**EXERCISE OBJECTIVE:** Your copy should match the entries exactly, with no images carried over.

**DATA PROVIDED:**
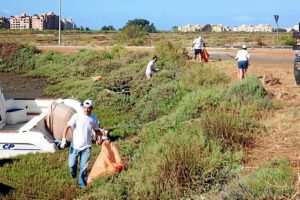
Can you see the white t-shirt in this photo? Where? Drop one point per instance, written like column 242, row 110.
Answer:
column 150, row 67
column 198, row 42
column 83, row 126
column 242, row 55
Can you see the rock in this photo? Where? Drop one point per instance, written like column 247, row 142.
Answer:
column 270, row 80
column 96, row 78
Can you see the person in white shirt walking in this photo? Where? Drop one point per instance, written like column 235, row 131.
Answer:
column 242, row 57
column 197, row 44
column 82, row 125
column 150, row 67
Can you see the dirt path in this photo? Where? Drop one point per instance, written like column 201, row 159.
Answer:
column 281, row 138
column 17, row 86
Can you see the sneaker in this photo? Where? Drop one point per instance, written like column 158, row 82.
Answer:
column 73, row 175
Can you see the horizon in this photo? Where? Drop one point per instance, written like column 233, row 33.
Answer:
column 164, row 15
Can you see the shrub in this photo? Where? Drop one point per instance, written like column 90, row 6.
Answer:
column 194, row 76
column 160, row 101
column 193, row 104
column 134, row 35
column 271, row 181
column 250, row 90
column 17, row 57
column 231, row 130
column 168, row 51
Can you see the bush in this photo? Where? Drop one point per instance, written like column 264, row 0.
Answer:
column 194, row 76
column 271, row 181
column 168, row 51
column 134, row 35
column 230, row 130
column 160, row 101
column 16, row 57
column 248, row 91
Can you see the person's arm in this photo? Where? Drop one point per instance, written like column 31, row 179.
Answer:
column 98, row 136
column 63, row 140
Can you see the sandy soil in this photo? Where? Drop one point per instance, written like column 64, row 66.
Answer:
column 17, row 86
column 281, row 138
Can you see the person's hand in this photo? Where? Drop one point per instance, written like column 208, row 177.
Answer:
column 63, row 143
column 99, row 140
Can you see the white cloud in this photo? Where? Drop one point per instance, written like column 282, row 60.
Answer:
column 244, row 19
column 5, row 11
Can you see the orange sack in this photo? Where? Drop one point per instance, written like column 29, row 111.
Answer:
column 204, row 55
column 108, row 162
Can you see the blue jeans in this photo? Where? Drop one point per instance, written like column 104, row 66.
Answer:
column 84, row 163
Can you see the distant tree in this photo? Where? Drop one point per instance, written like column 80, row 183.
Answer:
column 108, row 28
column 175, row 28
column 143, row 24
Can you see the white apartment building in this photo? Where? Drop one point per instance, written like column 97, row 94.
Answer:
column 219, row 28
column 4, row 22
column 38, row 22
column 68, row 24
column 20, row 22
column 251, row 28
column 190, row 28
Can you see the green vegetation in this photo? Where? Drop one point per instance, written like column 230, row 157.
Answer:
column 110, row 37
column 182, row 132
column 271, row 181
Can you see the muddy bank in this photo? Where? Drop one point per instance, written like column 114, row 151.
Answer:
column 17, row 86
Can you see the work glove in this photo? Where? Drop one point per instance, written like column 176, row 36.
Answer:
column 63, row 143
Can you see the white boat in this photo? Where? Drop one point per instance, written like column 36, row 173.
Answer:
column 22, row 125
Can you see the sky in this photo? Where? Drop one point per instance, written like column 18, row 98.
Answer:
column 163, row 13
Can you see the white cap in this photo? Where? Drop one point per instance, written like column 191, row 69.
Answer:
column 88, row 103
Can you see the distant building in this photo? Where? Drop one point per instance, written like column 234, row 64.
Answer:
column 4, row 22
column 38, row 22
column 190, row 28
column 68, row 24
column 263, row 28
column 51, row 20
column 20, row 22
column 219, row 28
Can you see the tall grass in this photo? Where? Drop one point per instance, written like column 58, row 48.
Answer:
column 182, row 132
column 271, row 181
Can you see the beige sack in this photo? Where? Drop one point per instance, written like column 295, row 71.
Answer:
column 108, row 162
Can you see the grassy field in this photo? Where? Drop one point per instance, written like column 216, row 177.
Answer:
column 182, row 133
column 98, row 38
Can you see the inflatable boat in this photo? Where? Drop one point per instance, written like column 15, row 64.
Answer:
column 33, row 125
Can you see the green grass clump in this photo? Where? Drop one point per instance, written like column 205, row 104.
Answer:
column 160, row 101
column 271, row 181
column 248, row 91
column 178, row 131
column 196, row 75
column 18, row 58
column 230, row 129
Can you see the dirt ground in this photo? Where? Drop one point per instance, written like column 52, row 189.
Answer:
column 281, row 138
column 17, row 86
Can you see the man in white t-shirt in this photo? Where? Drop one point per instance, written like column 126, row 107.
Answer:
column 242, row 57
column 197, row 44
column 150, row 67
column 82, row 125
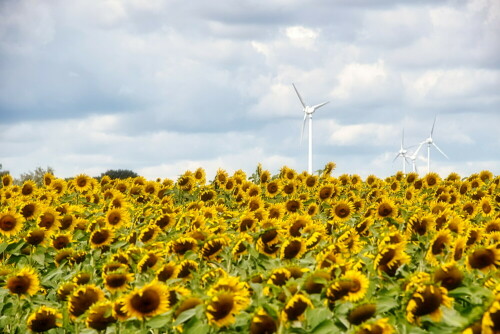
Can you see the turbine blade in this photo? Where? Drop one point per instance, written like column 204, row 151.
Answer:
column 319, row 105
column 440, row 151
column 300, row 97
column 303, row 127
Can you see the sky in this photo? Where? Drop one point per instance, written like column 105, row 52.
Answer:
column 165, row 86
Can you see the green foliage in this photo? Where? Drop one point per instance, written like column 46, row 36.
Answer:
column 119, row 173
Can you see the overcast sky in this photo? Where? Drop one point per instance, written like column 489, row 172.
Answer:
column 163, row 86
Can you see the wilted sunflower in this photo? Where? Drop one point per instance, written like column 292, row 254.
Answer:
column 342, row 210
column 100, row 315
column 386, row 208
column 49, row 219
column 11, row 223
column 426, row 300
column 211, row 249
column 82, row 298
column 82, row 183
column 44, row 319
column 23, row 282
column 117, row 217
column 263, row 323
column 449, row 275
column 295, row 308
column 223, row 307
column 484, row 259
column 148, row 301
column 381, row 326
column 117, row 281
column 101, row 238
column 361, row 313
column 351, row 286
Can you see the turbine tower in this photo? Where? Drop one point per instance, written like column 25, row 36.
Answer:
column 430, row 142
column 308, row 111
column 402, row 152
column 413, row 157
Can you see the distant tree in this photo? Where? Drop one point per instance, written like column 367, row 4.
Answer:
column 36, row 175
column 119, row 173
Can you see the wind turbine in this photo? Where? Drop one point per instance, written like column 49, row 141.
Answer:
column 429, row 141
column 413, row 157
column 308, row 111
column 402, row 152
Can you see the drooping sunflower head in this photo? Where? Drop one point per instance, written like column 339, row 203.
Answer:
column 44, row 319
column 11, row 223
column 82, row 298
column 342, row 210
column 484, row 259
column 23, row 282
column 426, row 300
column 295, row 308
column 148, row 301
column 117, row 217
column 100, row 315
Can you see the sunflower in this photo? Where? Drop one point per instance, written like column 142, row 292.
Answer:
column 295, row 308
column 263, row 323
column 426, row 300
column 484, row 259
column 117, row 281
column 186, row 267
column 449, row 275
column 61, row 241
column 362, row 313
column 381, row 326
column 148, row 301
column 351, row 286
column 44, row 319
column 82, row 183
column 101, row 238
column 181, row 245
column 23, row 282
column 117, row 217
column 211, row 249
column 49, row 219
column 223, row 307
column 342, row 210
column 11, row 223
column 386, row 208
column 82, row 298
column 491, row 318
column 65, row 290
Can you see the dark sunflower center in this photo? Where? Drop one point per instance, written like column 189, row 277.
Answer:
column 43, row 322
column 429, row 302
column 19, row 284
column 8, row 223
column 146, row 303
column 222, row 307
column 481, row 258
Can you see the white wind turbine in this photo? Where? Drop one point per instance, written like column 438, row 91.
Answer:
column 413, row 157
column 308, row 111
column 402, row 152
column 429, row 141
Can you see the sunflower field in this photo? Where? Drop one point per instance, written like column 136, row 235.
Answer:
column 261, row 254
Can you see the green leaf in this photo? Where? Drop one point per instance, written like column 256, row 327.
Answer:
column 185, row 316
column 325, row 327
column 158, row 321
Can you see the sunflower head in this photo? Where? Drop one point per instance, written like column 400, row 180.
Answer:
column 44, row 319
column 23, row 282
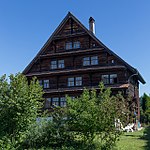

**SOLUTION:**
Can you see the white t-shirt in this photo? Where? Drop one point per instance, written like column 242, row 110.
Answer:
column 150, row 67
column 198, row 42
column 83, row 126
column 242, row 55
Can you see the rock in this photo? Where? Drop one point per instance, written like column 247, row 142.
Answer:
column 270, row 80
column 96, row 78
Can you see the person in white shirt walking in this photo? Where? Drop one point per instance, written like column 235, row 131.
Answer:
column 242, row 57
column 197, row 44
column 82, row 125
column 150, row 67
Can you see the dirt path in this photo? Where? Drop one point per instance, written like column 201, row 159.
Answer:
column 281, row 138
column 17, row 86
Can you see the sneaker in this photo? Where? Drop one point per instance, written like column 158, row 82.
Answer:
column 73, row 175
Can you see the horizon in this photo? Where? Drop one point per instance, written like column 233, row 33.
Answer:
column 164, row 15
Can you see the shrub in this photo? Where? Drop one point per instance, written like column 90, row 6.
Answer:
column 194, row 76
column 160, row 101
column 193, row 104
column 134, row 35
column 271, row 181
column 250, row 90
column 17, row 57
column 231, row 130
column 168, row 51
Can you see the bush in this photo? Where? Drop one point per instance, written like column 264, row 0.
Answer:
column 194, row 76
column 271, row 181
column 168, row 51
column 134, row 35
column 230, row 130
column 160, row 101
column 16, row 57
column 248, row 91
Can you see the person's arm in this photo? Where? Drop one point per instance, written like column 31, row 179.
Answer:
column 98, row 136
column 63, row 140
Can you see the sandy soil in this photo? Where? Drop one point per instance, written like column 64, row 66.
Answer:
column 17, row 86
column 281, row 138
Can you see the person's hand in this photo? Where? Drop one point per instance, written like column 208, row 177.
Answer:
column 63, row 143
column 99, row 140
Can you see the white cloud in this photo? Where? Drop one point per instance, written like column 282, row 60.
Answer:
column 244, row 19
column 5, row 11
Can you see the orange sack in this photo? Where? Drop one point per instance, written like column 29, row 111.
Answer:
column 204, row 55
column 108, row 162
Can you see the blue jeans in this photo? Where? Drop one point per instance, written like column 104, row 66.
Answer:
column 84, row 163
Can you see the distant tree in this photo? Where? Drop one point per instance, written like column 80, row 183.
Answer:
column 108, row 28
column 175, row 28
column 143, row 24
Can you see the white apartment building in this photo? Where? Drop one point per instance, written like column 97, row 94.
Answer:
column 219, row 28
column 4, row 22
column 38, row 22
column 68, row 24
column 20, row 22
column 251, row 28
column 190, row 28
Can you see the green vegetation in this photo? Where? Drop one point per instance, written like column 230, row 157.
Answer:
column 110, row 37
column 182, row 132
column 271, row 181
Can you see the muddy bank in this photo? Where? Drop one point per instance, written like column 114, row 151.
Answer:
column 17, row 86
Can you see the work glove in this photo? Where? Drop one point per instance, written like column 176, row 36.
Answer:
column 63, row 143
Can you see the white boat in this photo? Where? Drop one point per instance, written like column 36, row 173.
Answer:
column 22, row 125
Can you see the sky in this photo? Where? Drop one point per instance, written like column 18, row 98.
Answer:
column 163, row 13
Can you see the white cap in this photo? Where? Drop one point per instance, written like column 191, row 69.
Answer:
column 88, row 103
Can you see the distant building in this photo? Where? Drop one point per instance, written like column 234, row 64.
Answer:
column 4, row 22
column 38, row 22
column 190, row 28
column 68, row 24
column 263, row 28
column 51, row 20
column 20, row 22
column 219, row 28
Can you see the tall grass in this photo? Where? Drop one point per instance, written like column 58, row 48.
Answer:
column 182, row 132
column 271, row 181
Can you see the beige sack in this photo? Where? Drop one point per instance, written like column 295, row 71.
Answer:
column 108, row 162
Can you see the grassy field in this photo? Where? Drop one point per instance, written like column 216, row 177.
Answer:
column 182, row 133
column 98, row 38
Can you see the inflatable boat in this photo? Where? Drop one point per instance, written like column 15, row 64.
Answer:
column 33, row 125
Can you see the green grass clump in this photo? Where? Drop one point per instance, written like column 205, row 104.
Answer:
column 160, row 101
column 271, row 181
column 248, row 91
column 178, row 131
column 196, row 75
column 18, row 58
column 230, row 129
Can you see the dirt ground in this photo? Where? Drop one point per instance, written like column 52, row 189.
Answer:
column 281, row 138
column 17, row 86
Can you see the man in white t-shirt in this photo? Where? Drop one point per instance, written like column 126, row 107.
Answer:
column 242, row 57
column 197, row 44
column 150, row 67
column 82, row 125
Can you see the turbine blade in this photo? Where? Drop one point per instance, written like column 204, row 151.
Answer:
column 319, row 105
column 440, row 151
column 300, row 97
column 303, row 127
Can you see the sky in this photo? Where? Drop one point per instance, written like column 105, row 52.
Answer:
column 165, row 86
Can you see the green foliage in this photo? Where? Drop one point per instance, written like column 46, row 36.
Answer:
column 119, row 173
Can you see the overcast sky in this photo? Where? Drop one point per instance, written like column 489, row 172.
Answer:
column 163, row 86
Can you see the wilted sunflower in this photo? Where? Drop one point per instance, written like column 292, row 254.
Answer:
column 342, row 210
column 100, row 315
column 386, row 208
column 49, row 219
column 11, row 223
column 426, row 300
column 211, row 249
column 82, row 298
column 82, row 183
column 44, row 319
column 23, row 282
column 117, row 217
column 263, row 323
column 449, row 275
column 295, row 308
column 223, row 307
column 484, row 259
column 148, row 301
column 381, row 326
column 117, row 281
column 101, row 238
column 361, row 313
column 351, row 286
Can you see the turbine tower in this photo? Where? Drop one point per instance, written like column 25, row 36.
Answer:
column 430, row 142
column 308, row 111
column 402, row 152
column 413, row 157
Can you see the distant tree in this photo? Where? Drop one point per instance, written like column 367, row 4.
Answer:
column 36, row 175
column 119, row 173
Can you see the wind turbine in this photo? Where? Drop one point per instance, written like column 49, row 141.
Answer:
column 429, row 141
column 413, row 157
column 308, row 111
column 402, row 152
Can you see the drooping sunflower head in this photo? Where? Drop one point per instance, written like column 339, row 203.
Answer:
column 44, row 319
column 11, row 223
column 82, row 298
column 342, row 210
column 484, row 259
column 23, row 282
column 426, row 300
column 295, row 308
column 148, row 301
column 117, row 217
column 100, row 315
Can you see the sunflower in this photo? Where? Drop one point per instance, written like column 142, row 292.
Answer:
column 295, row 308
column 263, row 323
column 426, row 300
column 484, row 259
column 117, row 281
column 186, row 267
column 449, row 275
column 61, row 241
column 362, row 313
column 381, row 326
column 148, row 301
column 351, row 286
column 44, row 319
column 82, row 183
column 101, row 238
column 181, row 245
column 23, row 282
column 117, row 217
column 211, row 249
column 49, row 219
column 223, row 307
column 342, row 210
column 11, row 223
column 386, row 208
column 82, row 298
column 491, row 318
column 65, row 290
Can you see the dark sunflower center in this photo? Where? Drop one point per instance, written like column 189, row 277.
Answer:
column 43, row 322
column 429, row 302
column 19, row 284
column 8, row 223
column 146, row 303
column 222, row 307
column 481, row 258
Can you see the white wind turbine in this photo? Where? Drop one point per instance, written like column 438, row 91.
Answer:
column 413, row 157
column 308, row 111
column 402, row 152
column 429, row 141
Can you see the sunflower field in this photo? Where? Drop one point per instance, written like column 136, row 235.
Answer:
column 261, row 254
Can you see the green leaf in this photo? Where? Drop one point per instance, written like column 256, row 327.
Answer:
column 185, row 316
column 325, row 327
column 158, row 321
Can you see the sunflower head in this photo? Where? Drop one point per instance, written like column 400, row 180.
Answer:
column 44, row 319
column 23, row 282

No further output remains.